- SOURCE EXTRACT -
39 Misc. 3d 1048 962 N.Y.S.2d 896

[962 NYS2d 896]

Catherine Banigo, Plaintiff, v Board of Education of Roosevelt Union Free School District et al., Defendants.

Supreme Court, Nassau County,

April 15, 2013

*1049APPEARANCES OF COUNSEL

Rutherford & Christie, LLP, New York City, for defendants. O’Reilly, Marsh & Corteselli, PC., Mineóla, for plaintiff.

OPINION OF THE COURT

Daniel Palmieri, J.

Defendants’ motion for summary judgment pursuant to CPLR 3212 is granted and the complaint is dismissed.

All requests by plaintiff for affirmative relief are denied because plaintiff did not make a cross motion for such relief. (CPLR 2215; New York State Div. of Human Rights v Oceanside Cove II Apt. Corp., 39 AD3d 608 [2d Dept 2007]; see generally Bucceri v Frazer, 297 AD2d 304 [2d Dept 2002].)

It is well settled that an attorney’s affirmation that is not based on personal knowledge or supported by documentary evidence is of no probative value. (Warrington v Ryder Truck Rental, Inc., 35 AD3d 455 [2d Dept 2006]; Sampson v Delaney, 34 AD3d 349 [1st Dept 2006]; cf. Davey v Dolan, 46 AD3d 854 [2d Dept 2007].) Here, the attorneys do not profess to possess personal knowledge of any facts asserted, hence, their affirmations have been employed and considered only to the extent they are utilized as vehicles to refer to other competent evidence. (See Metz v Nastasi, 282 AD2d 659 [2d Dept 2001].)

Plaintiff began teaching at the Roosevelt Union Free School District in September 1987. She is certified to teach business education and received tenure in the District in the area of business education sometime in 1990. Plaintiff taught in the *1050District until her position (along with several other positions) was abolished effective June 30, 2005, resulting in her termination.1 She was 58 years old at the time her position was abolished. During her time in the District, plaintiff taught various classes including business math, accounting, keyboarding, word processing, electronic information processing, business law, introductions to occupations, financial literacy, business analysis, business computer applications and web page design. She taught web page design for the 2001-2002 school year. Web page design falls under the area of information or computer technology on the Basic Educational Data System. Plaintiff maintains that the elimination of positions was motivated by a desire on the part of individual defendant Ronald Ross, the superintendent, to replace older female teachers with younger male teachers.

Plaintiffs termination was effective June 30, 2005 and written notice of such termination was dated May 3, 2005. Plaintiff was placed on a preferred eligible list of candidates and was rehired effective September 1, 2010. Plaintiff worked at various temporary positions during her five-year layoff period, and essentially seeks money damages to compensate her for her claimed wrongful termination.

Plaintiff commenced an action in the United States District Court, Eastern District of New York against the District and Ross asserting claims of age discrimination, retaliation, violation of her civil rights and due process, all of which were dismissed pursuant to a memorandum and order of the District Court dated March 4, 2009. Two of plaintiffs causes of action, asserting tortious interference with contract and violations of the Education Law, also were dismissed, but without prejudice.

This action was commenced on September 9, 2009.

The complaint defines collectively the Board of Education and the School District as “Defendant” and Ronald O. Ross as “Ross” and/or the “Superintendent” and after a recitation of “facts” asserts three causes of action.

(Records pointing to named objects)
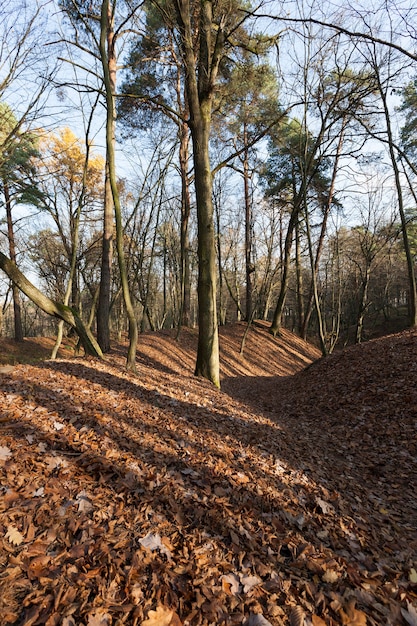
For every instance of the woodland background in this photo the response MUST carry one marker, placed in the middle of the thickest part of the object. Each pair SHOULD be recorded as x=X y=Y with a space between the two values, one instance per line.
x=311 y=201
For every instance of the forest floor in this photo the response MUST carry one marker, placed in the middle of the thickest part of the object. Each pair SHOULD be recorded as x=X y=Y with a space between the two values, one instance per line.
x=288 y=497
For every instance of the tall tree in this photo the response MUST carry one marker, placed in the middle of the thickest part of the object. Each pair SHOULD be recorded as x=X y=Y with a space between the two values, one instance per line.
x=100 y=27
x=247 y=108
x=17 y=150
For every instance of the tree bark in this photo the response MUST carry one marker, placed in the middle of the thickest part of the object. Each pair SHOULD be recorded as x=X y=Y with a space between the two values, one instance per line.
x=103 y=309
x=51 y=307
x=108 y=61
x=17 y=309
x=199 y=88
x=248 y=232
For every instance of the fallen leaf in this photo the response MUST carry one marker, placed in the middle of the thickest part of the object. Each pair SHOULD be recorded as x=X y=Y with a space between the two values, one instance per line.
x=330 y=576
x=413 y=575
x=249 y=582
x=14 y=536
x=231 y=584
x=297 y=616
x=163 y=616
x=152 y=542
x=5 y=453
x=352 y=617
x=410 y=614
x=256 y=619
x=325 y=506
x=84 y=503
x=98 y=618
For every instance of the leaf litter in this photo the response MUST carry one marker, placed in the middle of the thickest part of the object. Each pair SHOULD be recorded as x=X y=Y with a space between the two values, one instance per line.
x=286 y=498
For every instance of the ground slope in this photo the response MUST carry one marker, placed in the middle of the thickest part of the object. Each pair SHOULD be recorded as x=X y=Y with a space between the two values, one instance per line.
x=160 y=500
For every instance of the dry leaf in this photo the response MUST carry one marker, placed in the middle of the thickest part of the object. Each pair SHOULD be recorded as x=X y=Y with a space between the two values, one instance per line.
x=152 y=542
x=352 y=617
x=84 y=503
x=249 y=582
x=257 y=619
x=297 y=616
x=413 y=575
x=14 y=536
x=325 y=506
x=410 y=614
x=231 y=584
x=163 y=616
x=330 y=576
x=5 y=453
x=99 y=618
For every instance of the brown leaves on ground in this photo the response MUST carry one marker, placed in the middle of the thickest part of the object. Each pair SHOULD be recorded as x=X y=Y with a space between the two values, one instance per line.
x=286 y=498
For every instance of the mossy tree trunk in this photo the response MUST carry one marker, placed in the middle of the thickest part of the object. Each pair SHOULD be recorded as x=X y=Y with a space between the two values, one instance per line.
x=51 y=307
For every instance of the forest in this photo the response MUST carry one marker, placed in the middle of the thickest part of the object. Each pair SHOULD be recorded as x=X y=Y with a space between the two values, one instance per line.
x=195 y=164
x=208 y=313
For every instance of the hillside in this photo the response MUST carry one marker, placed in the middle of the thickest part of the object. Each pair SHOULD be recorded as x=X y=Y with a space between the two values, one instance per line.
x=287 y=498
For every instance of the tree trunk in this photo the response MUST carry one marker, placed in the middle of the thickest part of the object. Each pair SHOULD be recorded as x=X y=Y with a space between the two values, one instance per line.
x=248 y=233
x=363 y=304
x=275 y=328
x=108 y=60
x=207 y=364
x=199 y=88
x=185 y=217
x=299 y=275
x=51 y=307
x=410 y=261
x=103 y=309
x=17 y=309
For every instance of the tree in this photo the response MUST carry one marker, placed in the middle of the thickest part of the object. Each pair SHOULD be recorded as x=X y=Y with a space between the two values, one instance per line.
x=51 y=307
x=248 y=106
x=207 y=30
x=17 y=150
x=101 y=34
x=296 y=176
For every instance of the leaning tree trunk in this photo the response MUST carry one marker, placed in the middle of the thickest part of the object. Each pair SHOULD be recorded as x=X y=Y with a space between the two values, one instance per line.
x=51 y=307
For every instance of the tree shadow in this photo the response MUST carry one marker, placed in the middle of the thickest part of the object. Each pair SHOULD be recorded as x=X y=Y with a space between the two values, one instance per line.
x=255 y=502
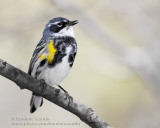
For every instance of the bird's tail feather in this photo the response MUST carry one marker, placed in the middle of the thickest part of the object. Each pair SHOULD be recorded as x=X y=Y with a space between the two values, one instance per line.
x=36 y=101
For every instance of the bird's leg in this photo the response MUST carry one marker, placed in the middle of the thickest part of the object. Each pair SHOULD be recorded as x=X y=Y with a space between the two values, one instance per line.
x=67 y=95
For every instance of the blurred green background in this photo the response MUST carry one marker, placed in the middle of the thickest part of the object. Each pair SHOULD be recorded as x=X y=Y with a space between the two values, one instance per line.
x=116 y=70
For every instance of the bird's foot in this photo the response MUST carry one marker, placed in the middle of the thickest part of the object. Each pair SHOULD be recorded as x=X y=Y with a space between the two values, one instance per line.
x=70 y=99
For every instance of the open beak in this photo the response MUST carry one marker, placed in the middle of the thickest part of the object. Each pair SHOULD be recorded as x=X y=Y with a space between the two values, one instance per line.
x=71 y=23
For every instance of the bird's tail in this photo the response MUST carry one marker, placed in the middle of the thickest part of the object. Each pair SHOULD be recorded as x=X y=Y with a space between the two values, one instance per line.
x=36 y=101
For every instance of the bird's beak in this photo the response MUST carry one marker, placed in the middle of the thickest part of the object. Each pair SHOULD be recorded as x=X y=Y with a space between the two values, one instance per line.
x=71 y=23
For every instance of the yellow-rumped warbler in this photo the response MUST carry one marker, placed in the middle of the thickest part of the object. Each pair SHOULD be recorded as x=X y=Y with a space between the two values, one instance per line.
x=54 y=55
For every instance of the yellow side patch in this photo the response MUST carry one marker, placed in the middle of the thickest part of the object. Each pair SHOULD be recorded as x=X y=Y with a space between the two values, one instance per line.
x=51 y=52
x=42 y=57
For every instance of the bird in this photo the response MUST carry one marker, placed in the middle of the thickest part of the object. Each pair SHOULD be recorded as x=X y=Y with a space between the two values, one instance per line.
x=53 y=56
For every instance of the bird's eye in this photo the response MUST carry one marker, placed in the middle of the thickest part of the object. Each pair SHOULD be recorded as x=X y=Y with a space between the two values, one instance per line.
x=60 y=24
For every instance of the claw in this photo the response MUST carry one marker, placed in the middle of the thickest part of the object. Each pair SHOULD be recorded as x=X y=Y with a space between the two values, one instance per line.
x=70 y=99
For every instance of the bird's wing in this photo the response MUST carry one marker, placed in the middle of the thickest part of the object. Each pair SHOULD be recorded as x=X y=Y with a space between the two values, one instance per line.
x=35 y=55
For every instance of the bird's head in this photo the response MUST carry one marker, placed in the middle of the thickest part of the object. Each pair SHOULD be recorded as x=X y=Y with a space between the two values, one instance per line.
x=59 y=27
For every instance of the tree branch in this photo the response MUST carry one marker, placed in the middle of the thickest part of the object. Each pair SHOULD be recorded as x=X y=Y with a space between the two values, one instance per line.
x=23 y=80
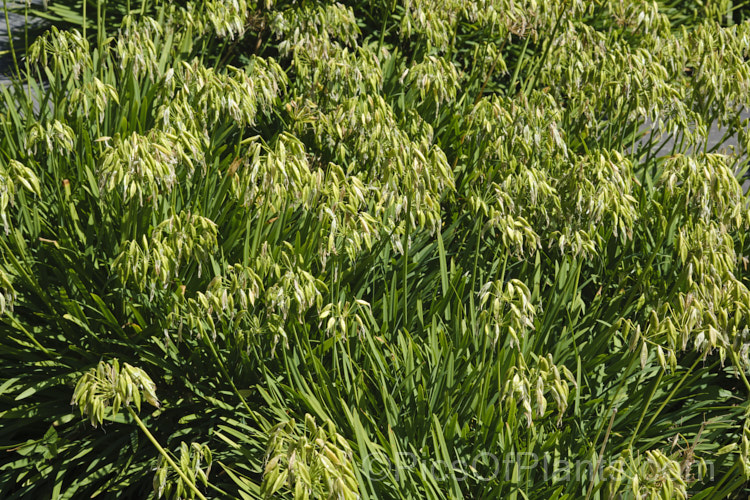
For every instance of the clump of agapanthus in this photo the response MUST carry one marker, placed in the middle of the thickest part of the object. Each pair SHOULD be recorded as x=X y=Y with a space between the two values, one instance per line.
x=213 y=95
x=528 y=387
x=227 y=17
x=344 y=317
x=140 y=166
x=651 y=475
x=136 y=45
x=195 y=463
x=276 y=176
x=7 y=293
x=11 y=175
x=315 y=462
x=343 y=209
x=92 y=95
x=638 y=17
x=230 y=298
x=597 y=188
x=56 y=135
x=435 y=21
x=105 y=389
x=180 y=240
x=706 y=187
x=314 y=30
x=64 y=52
x=506 y=309
x=410 y=174
x=435 y=79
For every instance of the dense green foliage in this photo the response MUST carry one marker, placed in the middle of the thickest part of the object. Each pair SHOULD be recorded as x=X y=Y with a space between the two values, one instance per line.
x=388 y=249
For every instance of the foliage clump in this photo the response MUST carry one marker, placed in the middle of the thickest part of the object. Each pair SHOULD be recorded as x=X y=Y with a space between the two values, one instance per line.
x=395 y=249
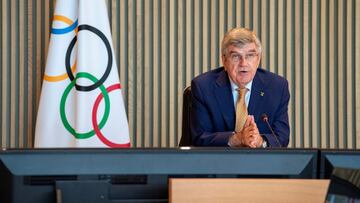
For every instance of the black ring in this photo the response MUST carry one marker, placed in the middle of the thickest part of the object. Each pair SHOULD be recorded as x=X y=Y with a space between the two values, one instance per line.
x=68 y=55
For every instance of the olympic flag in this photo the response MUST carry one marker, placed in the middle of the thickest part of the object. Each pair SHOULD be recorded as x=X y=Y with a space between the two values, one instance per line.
x=81 y=102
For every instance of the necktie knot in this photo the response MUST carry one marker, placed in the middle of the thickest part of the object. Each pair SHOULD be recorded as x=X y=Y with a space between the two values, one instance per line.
x=241 y=110
x=242 y=92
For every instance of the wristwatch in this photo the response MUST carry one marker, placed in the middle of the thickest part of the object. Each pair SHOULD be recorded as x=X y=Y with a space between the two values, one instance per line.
x=264 y=144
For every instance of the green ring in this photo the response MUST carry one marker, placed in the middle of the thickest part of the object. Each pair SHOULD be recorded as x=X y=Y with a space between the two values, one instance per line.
x=63 y=101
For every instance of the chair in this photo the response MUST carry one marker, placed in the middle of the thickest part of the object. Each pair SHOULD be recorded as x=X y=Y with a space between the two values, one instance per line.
x=186 y=139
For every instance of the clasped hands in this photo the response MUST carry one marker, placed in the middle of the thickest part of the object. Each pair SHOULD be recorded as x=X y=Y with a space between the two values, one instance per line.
x=249 y=136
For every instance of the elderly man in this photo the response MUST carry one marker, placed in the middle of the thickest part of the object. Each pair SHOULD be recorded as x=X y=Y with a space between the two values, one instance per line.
x=233 y=105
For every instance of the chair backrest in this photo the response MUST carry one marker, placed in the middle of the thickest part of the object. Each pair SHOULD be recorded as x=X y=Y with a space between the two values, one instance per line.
x=186 y=139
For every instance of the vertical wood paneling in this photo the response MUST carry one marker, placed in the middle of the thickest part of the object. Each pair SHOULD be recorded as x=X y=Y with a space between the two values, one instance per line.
x=161 y=45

- DIRECTIONS -
(a) Answer the following from the court opinion:
(i) In what month and year did the plaintiff begin teaching in the Roosevelt Union Free School District?
(ii) What date did the written notice of the plaintiff's termination bear?
(iii) On what date was this action commenced?
(b) Rewrite the records, starting at the line that contains "For every instance of the chair backrest" and continuing through the end of the records, replacing "marker" with "point" and changing nothing else. Provide only those lines.
The court opinion and the records originate from separate, unrelated sources.

- OUTPUTS FOR THE TASKS -
(a)
(i) September 1987
(ii) May 3, 2005
(iii) September 9, 2009

(b)
For every instance of the chair backrest in this photo the response MUST carry one point, placed in the middle of the thickest part of the object. Each pair SHOULD be recorded as x=X y=Y with a space between the two values, one instance per line.
x=186 y=139
For every instance of the vertical wood paneling in this photo the response MUST carry one point, placed in the middle of the thickest part of the object. Each pair SHOULD be recorded as x=X y=Y with a space between the two values, one instance per line.
x=161 y=45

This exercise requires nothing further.